> What to work on
A: According to the Gaza article, how much did international donors pledge to repair war damages?
B: Please transcribe the Gaza article starting at "And it is not" and ending at "tubs of margarine.".
─── Passage to read
One Year Since Israel's Offensive, Gaza Still Suffers

by Tim McGirk

  [http://img.timeinc.net/time/daily/2009/0912/gaza_incursion_1223.jpg]
Thick black smoke rises after an Israeli air-force
strike on a building in Rafah in the southern Gaza
Strip on Dec. 28, 2008 - Abed Rahim Khatib / EPA

        One year after Israel launched its three-week offensive in Gaza
that killed more than 1,300 Palestinians and damaged or destroyed more
than 50,000 homes in a campaign aimed at stopping Hamas rocket fire, the
survivors are still living in rubble.

And it is not for want of money that thousands of residents of the
coastal enclave remain homeless this winter. Moved by the plight of
Gaza's 1.5 million Palestinians who were already reeling from a
2½-year economic siege imposed by Israel with help from Egypt and the
U.S. even before Israel's air-and-ground assault had begun,
international donors earlier this year pledged more than $4.5 billion to
repair war damages.

But that aid has failed to reach Gaza, according to Palestinians and
relief agencies who accuse Israel of imposing Kafkaesque rules that bar
from entry vital reconstruction materials and items as innocuous as
glass, most schoolbooks, honey and family-size tubs of margarine.
──────
─── Excerpted data
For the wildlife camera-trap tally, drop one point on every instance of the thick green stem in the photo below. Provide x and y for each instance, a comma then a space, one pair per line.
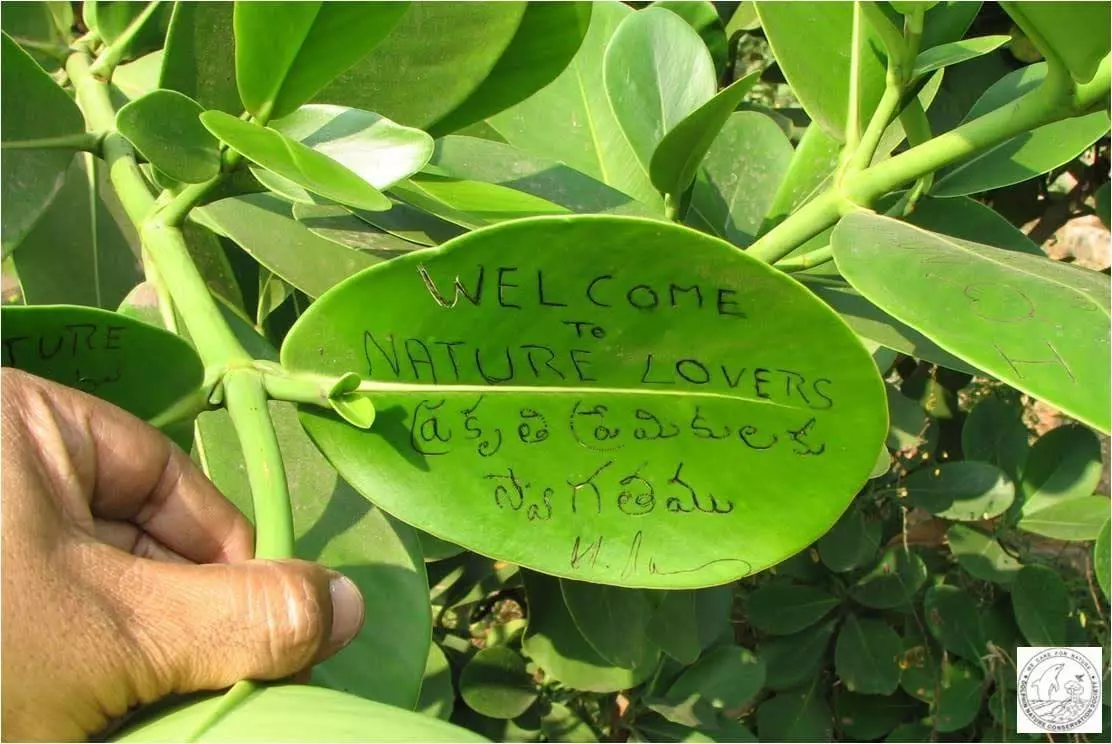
246, 400
88, 141
113, 52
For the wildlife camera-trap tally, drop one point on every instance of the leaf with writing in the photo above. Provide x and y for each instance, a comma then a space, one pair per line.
136, 366
575, 384
1004, 308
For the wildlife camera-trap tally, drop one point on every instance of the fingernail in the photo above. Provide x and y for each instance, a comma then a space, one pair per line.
347, 611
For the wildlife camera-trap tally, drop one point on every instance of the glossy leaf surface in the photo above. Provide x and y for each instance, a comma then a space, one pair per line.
603, 508
657, 72
138, 367
30, 179
297, 713
571, 119
290, 159
1005, 308
1026, 155
165, 126
286, 52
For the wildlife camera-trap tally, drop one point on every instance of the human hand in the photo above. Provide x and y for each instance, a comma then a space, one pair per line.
127, 576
──────
> Results for each task
A: More than $4.5 billion.

B:
And it is not for want of money that thousands of residents of the
coastal enclave remain homeless this winter. Moved by the plight of
Gaza's 1.5 million Palestinians who were already reeling from a
2½-year economic siege imposed by Israel with help from Egypt and the
U.S. even before Israel's air-and-ground assault had begun,
international donors earlier this year pledged more than $4.5 billion to
repair war damages.

But that aid has failed to reach Gaza, according to Palestinians and
relief agencies who accuse Israel of imposing Kafkaesque rules that bar
from entry vital reconstruction materials and items as innocuous as
glass, most schoolbooks, honey and family-size tubs of margarine.